● JOB:
Write what comes next in the commentary on the saree blouse controversy ahead of Thaipusam, picking up after its final sentence.

● GIVEN PASSAGE:
The latest female transgression to cause an absolute furore, involves the seemingly innocent saree blouse, which has been discovered this week to actually be a vile, dreadful threat to society. Truth be told, it has never once occurred to me that the garment in question might actually qualify as a legitimate quandary. But then again, what do I know? I’m just a woman. We are not really known for pondering upon such deep and perplexing complexities such as the propriety of saree blouses. We’re just really superficial like that.
The saree blouse comes under attack
So, you can just about imagine my sheer delight when a few days ago, someone took the time out of his very busy moral policing schedule to remind all women, attending the upcoming Thaipusam festival, to wear appropriate saree blouses. The suitability of these garments was to be benchmarked against this individual’s personal standards, with offenders running the risk of being sprayed with aerosol paint. The benevolence and selflessness of it all is, well, truly just remarkable.

● ENTRIES PROVIDED:
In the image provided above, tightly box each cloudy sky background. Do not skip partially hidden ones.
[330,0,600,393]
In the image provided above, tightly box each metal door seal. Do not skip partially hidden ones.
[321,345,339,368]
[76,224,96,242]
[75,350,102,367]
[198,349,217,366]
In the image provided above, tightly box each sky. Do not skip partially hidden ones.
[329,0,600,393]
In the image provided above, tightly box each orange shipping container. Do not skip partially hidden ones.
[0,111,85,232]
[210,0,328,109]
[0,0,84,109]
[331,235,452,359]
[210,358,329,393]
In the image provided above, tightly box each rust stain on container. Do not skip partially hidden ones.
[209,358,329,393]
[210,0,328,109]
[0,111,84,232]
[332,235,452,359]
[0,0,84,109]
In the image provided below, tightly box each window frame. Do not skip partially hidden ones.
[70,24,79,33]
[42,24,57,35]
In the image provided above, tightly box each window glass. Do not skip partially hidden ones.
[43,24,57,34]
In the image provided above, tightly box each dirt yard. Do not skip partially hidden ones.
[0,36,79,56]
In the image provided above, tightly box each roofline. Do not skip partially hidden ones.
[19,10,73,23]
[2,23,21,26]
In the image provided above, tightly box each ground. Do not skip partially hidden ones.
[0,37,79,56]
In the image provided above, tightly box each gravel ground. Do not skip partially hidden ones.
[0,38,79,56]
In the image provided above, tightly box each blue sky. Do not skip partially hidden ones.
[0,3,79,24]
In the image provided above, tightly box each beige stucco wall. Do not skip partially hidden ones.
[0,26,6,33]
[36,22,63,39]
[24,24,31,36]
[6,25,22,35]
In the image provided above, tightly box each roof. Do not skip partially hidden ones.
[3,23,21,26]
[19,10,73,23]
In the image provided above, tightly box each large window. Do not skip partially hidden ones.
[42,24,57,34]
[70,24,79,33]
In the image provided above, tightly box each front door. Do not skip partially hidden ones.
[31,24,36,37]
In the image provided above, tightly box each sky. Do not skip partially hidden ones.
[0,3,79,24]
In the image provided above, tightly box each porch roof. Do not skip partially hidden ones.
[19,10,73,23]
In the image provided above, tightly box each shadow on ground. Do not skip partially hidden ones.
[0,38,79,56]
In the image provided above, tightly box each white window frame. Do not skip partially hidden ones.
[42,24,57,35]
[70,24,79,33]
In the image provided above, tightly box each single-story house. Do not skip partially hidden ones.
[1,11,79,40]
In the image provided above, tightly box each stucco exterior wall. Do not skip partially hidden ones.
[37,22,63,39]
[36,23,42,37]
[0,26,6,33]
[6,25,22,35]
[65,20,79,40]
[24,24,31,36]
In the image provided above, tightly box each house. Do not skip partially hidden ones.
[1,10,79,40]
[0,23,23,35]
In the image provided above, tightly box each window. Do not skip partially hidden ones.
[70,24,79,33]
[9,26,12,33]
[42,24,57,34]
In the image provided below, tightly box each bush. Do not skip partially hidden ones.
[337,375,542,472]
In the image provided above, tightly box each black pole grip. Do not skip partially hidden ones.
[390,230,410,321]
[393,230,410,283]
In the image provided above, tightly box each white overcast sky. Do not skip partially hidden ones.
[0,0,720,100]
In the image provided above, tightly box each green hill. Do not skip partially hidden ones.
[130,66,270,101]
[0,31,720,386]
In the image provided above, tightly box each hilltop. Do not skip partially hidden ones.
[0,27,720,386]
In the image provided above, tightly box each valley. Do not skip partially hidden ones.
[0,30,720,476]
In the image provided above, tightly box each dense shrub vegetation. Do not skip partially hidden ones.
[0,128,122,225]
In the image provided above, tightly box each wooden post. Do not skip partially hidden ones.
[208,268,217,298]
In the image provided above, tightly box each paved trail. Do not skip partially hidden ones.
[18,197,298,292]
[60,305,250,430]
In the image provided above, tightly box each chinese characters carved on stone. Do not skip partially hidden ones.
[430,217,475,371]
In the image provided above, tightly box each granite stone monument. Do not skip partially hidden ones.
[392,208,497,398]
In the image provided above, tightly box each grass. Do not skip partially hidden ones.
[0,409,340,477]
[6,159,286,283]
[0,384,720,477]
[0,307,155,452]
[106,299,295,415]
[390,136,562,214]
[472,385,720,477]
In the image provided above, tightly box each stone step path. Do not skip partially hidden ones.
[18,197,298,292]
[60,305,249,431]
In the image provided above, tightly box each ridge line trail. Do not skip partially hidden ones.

● REPLY TO THE EXERCISE:
I shudder to think, the number of years I have been housing these horrid debauched items in my wardrobe, not to mention the many occasions upon which I have unknowingly brought them out and allowed them to shroud me in a cunning blanket of indecency. The number of times I have been to temples and flashed my back in what I naively believed to be appropriate traditional wear: Oh, the shame! How will I ever live down the disgrace and dishonour of having dressed in such a vulgar fashion? How do I even begin to thank this guy and the countless other concerned parties who have taken on the arduous and onerous task of regulating the female dress-code over the years?
Bigger issues to focus on than what women wear
These good-hearted, civic-minded citizens, could be focusing on so many other pressing matters, such as issues made apparent by statistics which state that every 35 minutes a girl or woman in Malaysia is raped and that most of the rape victims are aged under 16. They could be ruminating on why between 2000 and 2013, 42,449 domestic violence cases, 31,685 rape cases and 24,939 molestation cases were recorded. They could be trying to figure out why women and girls are abused in the most violent and horrific of ways on a daily basis. They could be trying to find solutions to address such outrageous atrocities. So many important issues to worry over and stress about and yet, these caring individuals kindly place women’s fashion at the top of their priority list of social ills to tackle.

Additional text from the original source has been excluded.